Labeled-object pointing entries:
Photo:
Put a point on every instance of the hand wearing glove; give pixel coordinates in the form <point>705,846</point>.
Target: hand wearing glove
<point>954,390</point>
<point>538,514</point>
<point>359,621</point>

**Written exercise**.
Edit the lines above, changing every "hand wearing glove" to "gloved hand" and leaving everything else as it is.

**Result**.
Photo:
Put a point on every instance of the gloved hand; give pixel coordinates in the form <point>705,846</point>.
Target: gloved hand
<point>954,390</point>
<point>538,514</point>
<point>359,621</point>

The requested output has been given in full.